Excerpts of location labeling data:
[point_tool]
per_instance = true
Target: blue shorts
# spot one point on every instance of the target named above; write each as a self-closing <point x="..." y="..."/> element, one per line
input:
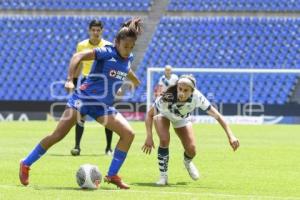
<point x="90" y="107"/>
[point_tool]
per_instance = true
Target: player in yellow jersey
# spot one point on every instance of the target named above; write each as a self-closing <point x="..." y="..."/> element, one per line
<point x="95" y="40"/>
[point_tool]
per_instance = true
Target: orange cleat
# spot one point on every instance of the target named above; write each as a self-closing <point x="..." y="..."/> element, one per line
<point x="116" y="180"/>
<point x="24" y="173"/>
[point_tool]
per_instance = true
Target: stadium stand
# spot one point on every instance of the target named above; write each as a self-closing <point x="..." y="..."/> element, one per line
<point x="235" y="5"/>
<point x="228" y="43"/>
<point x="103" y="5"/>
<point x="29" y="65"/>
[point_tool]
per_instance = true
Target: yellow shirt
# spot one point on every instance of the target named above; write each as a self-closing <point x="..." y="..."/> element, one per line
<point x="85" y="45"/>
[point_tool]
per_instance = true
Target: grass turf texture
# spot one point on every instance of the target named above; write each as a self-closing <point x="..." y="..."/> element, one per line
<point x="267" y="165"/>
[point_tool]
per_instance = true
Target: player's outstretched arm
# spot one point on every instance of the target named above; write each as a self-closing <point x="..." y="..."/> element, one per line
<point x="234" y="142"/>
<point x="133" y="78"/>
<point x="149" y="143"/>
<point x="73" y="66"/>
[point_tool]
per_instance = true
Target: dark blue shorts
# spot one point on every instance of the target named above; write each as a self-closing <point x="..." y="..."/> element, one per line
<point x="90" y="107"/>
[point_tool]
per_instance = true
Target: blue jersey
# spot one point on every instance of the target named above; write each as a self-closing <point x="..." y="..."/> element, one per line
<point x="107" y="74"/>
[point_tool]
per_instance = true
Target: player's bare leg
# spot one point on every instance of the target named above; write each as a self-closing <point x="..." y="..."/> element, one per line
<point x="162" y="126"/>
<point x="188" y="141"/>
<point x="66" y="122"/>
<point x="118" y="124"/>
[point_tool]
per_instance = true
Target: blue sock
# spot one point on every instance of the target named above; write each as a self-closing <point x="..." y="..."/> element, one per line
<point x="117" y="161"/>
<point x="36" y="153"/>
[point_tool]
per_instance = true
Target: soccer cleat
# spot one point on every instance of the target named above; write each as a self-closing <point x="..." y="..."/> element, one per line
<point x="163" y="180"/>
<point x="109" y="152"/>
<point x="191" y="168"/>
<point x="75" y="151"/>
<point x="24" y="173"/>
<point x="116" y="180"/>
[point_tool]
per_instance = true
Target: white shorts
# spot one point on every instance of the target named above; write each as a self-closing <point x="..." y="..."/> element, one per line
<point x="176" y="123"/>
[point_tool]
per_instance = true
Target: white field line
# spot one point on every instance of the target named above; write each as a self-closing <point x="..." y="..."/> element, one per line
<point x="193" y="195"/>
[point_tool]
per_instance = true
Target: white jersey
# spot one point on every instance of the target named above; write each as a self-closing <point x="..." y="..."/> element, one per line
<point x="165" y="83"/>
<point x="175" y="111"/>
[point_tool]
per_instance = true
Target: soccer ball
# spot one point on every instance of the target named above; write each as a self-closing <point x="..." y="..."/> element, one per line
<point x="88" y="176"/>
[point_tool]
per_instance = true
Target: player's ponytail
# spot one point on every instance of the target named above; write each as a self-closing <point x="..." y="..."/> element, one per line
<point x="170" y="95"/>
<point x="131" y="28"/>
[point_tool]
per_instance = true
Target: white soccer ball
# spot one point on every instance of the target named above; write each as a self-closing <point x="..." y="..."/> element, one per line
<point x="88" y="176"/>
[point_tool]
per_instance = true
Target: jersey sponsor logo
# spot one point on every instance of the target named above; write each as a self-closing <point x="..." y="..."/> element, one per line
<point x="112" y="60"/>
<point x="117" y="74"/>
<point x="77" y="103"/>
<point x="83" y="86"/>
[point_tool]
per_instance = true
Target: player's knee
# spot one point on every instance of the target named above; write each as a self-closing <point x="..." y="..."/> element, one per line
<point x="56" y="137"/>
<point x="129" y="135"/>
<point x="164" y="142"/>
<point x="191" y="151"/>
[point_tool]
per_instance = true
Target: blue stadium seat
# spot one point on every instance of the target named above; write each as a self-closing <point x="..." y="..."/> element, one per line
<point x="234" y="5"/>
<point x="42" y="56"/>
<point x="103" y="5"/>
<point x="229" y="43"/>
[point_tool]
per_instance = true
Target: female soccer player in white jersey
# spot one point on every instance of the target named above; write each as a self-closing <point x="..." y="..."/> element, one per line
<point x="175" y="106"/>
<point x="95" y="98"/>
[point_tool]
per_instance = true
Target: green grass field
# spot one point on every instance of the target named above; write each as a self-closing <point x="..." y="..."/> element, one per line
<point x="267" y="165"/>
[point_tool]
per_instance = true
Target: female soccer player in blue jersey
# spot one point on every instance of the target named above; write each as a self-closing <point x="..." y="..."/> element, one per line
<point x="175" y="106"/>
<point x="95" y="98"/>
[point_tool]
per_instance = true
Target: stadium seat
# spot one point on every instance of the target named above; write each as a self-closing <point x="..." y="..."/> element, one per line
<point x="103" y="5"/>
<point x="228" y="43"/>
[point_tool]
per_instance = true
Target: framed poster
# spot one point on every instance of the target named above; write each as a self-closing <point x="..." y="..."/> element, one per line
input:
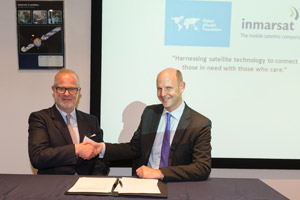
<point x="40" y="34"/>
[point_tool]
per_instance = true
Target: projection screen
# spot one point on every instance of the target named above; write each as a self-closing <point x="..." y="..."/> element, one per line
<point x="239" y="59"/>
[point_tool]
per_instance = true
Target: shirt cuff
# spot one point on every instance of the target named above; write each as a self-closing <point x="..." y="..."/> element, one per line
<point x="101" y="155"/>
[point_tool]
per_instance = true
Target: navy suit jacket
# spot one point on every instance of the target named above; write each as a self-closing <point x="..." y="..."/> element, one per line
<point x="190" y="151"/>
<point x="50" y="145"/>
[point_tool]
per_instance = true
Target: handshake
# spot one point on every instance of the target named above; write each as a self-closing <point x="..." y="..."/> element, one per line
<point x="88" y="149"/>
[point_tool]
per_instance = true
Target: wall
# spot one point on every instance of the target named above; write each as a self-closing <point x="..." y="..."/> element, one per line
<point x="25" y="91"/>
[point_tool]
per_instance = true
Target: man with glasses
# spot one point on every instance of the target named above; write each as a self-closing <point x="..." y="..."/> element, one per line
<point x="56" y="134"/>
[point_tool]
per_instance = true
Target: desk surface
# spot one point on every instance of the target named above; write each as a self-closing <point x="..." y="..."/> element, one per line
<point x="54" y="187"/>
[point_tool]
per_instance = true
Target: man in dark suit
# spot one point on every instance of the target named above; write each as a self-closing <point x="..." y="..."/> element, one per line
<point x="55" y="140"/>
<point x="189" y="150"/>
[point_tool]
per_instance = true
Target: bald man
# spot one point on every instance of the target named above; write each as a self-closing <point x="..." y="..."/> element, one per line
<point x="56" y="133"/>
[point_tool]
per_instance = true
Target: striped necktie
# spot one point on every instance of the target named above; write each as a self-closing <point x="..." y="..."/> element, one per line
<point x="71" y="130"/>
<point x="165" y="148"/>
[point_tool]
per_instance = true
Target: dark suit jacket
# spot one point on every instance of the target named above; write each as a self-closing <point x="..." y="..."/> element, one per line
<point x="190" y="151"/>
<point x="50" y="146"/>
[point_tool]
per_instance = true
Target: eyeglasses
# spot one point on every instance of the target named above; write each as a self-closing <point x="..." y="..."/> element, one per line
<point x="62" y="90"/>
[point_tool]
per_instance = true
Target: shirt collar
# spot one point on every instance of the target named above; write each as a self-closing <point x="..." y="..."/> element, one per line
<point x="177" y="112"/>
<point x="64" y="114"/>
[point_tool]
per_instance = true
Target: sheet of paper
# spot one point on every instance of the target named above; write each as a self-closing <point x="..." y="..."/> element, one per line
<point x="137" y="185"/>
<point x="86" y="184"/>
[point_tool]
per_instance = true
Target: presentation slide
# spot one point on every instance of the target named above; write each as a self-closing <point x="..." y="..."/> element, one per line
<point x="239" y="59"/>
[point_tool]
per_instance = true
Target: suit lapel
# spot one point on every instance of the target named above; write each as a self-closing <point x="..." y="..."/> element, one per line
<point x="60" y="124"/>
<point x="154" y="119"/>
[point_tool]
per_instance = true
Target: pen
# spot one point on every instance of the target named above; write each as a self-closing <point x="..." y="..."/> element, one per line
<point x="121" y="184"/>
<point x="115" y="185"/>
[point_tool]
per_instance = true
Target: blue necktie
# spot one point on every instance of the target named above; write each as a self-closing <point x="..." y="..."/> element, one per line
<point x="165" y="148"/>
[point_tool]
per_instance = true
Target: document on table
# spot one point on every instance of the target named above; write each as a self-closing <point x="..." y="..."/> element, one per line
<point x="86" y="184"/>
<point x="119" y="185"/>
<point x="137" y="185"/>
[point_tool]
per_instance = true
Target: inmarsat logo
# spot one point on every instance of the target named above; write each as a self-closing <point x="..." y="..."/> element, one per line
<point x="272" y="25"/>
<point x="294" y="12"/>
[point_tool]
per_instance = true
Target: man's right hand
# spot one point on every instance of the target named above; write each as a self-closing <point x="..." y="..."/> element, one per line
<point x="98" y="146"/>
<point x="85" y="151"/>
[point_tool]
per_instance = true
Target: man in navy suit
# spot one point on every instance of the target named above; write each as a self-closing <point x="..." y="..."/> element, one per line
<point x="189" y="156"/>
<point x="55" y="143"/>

...

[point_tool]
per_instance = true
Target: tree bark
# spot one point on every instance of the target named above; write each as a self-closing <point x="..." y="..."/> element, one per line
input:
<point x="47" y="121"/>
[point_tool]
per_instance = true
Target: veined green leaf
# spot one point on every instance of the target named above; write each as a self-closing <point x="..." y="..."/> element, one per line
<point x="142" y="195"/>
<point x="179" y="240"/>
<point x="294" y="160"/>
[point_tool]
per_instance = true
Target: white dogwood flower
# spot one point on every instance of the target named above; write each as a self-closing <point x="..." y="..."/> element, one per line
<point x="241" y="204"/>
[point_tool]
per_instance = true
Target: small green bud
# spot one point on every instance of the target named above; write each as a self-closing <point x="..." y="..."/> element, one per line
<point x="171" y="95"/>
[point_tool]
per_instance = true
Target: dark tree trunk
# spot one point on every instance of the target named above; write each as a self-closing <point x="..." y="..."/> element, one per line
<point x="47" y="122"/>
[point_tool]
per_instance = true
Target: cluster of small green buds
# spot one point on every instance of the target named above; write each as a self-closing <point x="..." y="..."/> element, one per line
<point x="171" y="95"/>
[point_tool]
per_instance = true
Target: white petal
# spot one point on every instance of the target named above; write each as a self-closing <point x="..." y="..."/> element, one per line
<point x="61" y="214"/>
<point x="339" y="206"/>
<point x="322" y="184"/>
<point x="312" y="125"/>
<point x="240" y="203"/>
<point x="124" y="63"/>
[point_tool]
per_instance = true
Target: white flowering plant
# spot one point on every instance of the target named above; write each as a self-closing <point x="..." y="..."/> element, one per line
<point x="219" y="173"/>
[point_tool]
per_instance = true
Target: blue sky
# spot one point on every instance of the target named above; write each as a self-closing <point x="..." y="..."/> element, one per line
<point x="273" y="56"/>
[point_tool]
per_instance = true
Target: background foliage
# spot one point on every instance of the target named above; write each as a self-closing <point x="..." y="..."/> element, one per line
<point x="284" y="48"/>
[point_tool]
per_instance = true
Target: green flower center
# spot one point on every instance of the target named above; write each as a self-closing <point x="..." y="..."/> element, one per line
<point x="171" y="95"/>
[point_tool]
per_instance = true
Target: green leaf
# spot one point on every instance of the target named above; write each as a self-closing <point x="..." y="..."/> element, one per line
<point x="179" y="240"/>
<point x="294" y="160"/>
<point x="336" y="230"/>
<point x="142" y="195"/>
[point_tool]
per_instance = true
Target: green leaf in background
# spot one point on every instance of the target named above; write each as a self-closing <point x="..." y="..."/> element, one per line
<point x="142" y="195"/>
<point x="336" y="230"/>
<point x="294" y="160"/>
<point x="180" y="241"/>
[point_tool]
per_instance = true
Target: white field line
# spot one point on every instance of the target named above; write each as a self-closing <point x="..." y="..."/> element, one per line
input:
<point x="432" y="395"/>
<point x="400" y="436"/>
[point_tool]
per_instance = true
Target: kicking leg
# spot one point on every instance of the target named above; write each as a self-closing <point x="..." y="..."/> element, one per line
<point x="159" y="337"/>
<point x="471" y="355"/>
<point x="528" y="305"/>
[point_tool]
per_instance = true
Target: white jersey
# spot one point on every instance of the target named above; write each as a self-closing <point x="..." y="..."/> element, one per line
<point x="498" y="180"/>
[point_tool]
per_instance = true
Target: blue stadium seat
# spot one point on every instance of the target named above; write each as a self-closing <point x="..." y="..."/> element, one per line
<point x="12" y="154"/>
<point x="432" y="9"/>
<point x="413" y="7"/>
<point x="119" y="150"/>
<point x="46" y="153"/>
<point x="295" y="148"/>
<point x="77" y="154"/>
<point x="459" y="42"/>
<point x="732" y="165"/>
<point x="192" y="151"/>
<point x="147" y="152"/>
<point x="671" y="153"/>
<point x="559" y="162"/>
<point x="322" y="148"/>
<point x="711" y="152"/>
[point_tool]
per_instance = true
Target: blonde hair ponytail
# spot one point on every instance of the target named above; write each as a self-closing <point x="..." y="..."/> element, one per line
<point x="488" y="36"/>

AIM: Show each line from the items above that contains the string "ball", treating uppercase and lowercase letters as different.

COMPLETE ANSWER:
Target: soccer ball
Target: white soccer ball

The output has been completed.